### Location identification entries
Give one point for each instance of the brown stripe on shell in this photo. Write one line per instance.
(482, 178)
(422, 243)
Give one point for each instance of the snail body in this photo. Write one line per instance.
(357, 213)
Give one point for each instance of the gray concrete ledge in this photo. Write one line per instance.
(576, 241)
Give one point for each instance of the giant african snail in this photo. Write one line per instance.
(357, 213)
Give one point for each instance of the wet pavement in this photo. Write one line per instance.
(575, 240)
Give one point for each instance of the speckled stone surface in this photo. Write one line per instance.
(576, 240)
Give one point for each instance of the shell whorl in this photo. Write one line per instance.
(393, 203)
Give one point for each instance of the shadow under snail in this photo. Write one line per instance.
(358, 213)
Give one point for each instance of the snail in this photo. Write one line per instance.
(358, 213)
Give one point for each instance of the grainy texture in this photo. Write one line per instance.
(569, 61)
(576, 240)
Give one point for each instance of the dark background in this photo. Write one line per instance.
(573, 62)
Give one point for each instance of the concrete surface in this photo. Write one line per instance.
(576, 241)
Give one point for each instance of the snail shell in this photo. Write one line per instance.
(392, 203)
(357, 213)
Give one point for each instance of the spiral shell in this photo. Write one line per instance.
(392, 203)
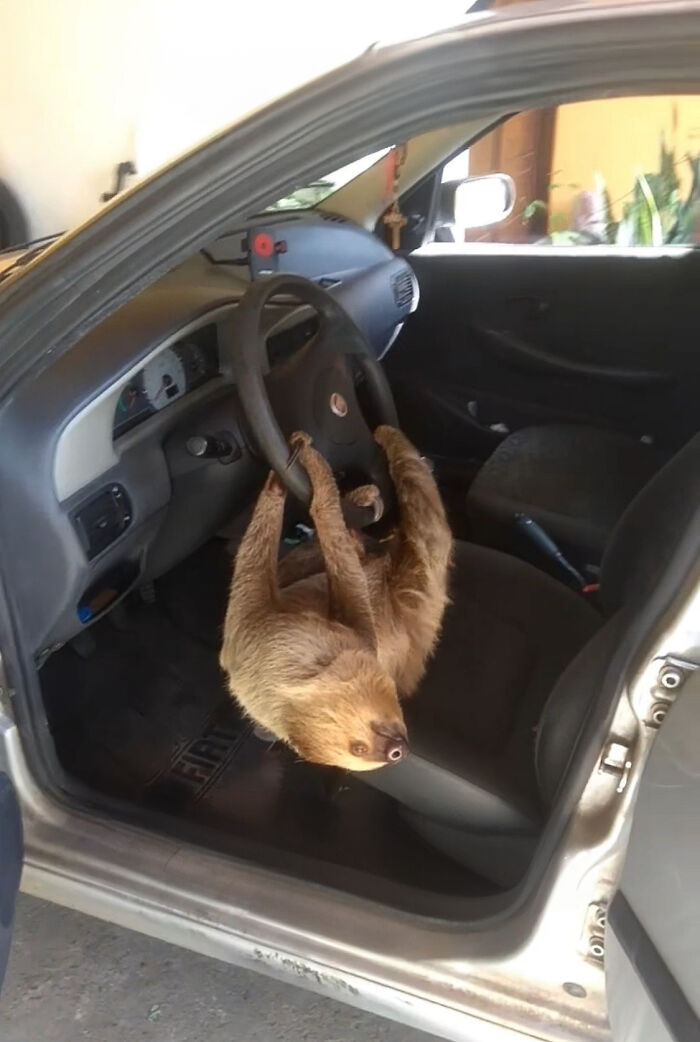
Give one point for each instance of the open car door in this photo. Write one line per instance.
(10, 864)
(652, 951)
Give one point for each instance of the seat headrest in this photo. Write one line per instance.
(647, 532)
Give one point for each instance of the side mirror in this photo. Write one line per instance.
(475, 202)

### Task prompt
Recast the listing from the line containing "Give one point for each instance of the grainy" (that line included) through the end of the listing as a JSON list of strings, one string per line, with blank lines and pictures left out.

### Exercise solution
[
  "Give one point for each instance of the grainy texture in this photo. Write one line per instance.",
  "(569, 61)",
  "(576, 240)",
  "Give one point for each instance of the dark background in this photo. Write one line per instance.",
  "(573, 62)",
  "Give one point for each instance of the concrete surface in this photo. Write one line per instance.",
  "(576, 241)",
  "Give one point for each instance of the snail shell in this photo. Write one line per instance.",
  "(392, 203)",
  "(357, 213)",
  "Give one point for each instance of the spiral shell in this photo. Write one line per instance.",
  "(392, 203)",
  "Give one point for each instance of the open car door in this photo. Write one line per instance.",
  "(10, 864)",
  "(652, 951)",
  "Give one point for each instance of the seat headrest in this photo. Write one line per instance.",
  "(647, 532)",
  "Give one point for each instance of the side mirror in this photo. Write one line per instance.",
  "(475, 202)"
]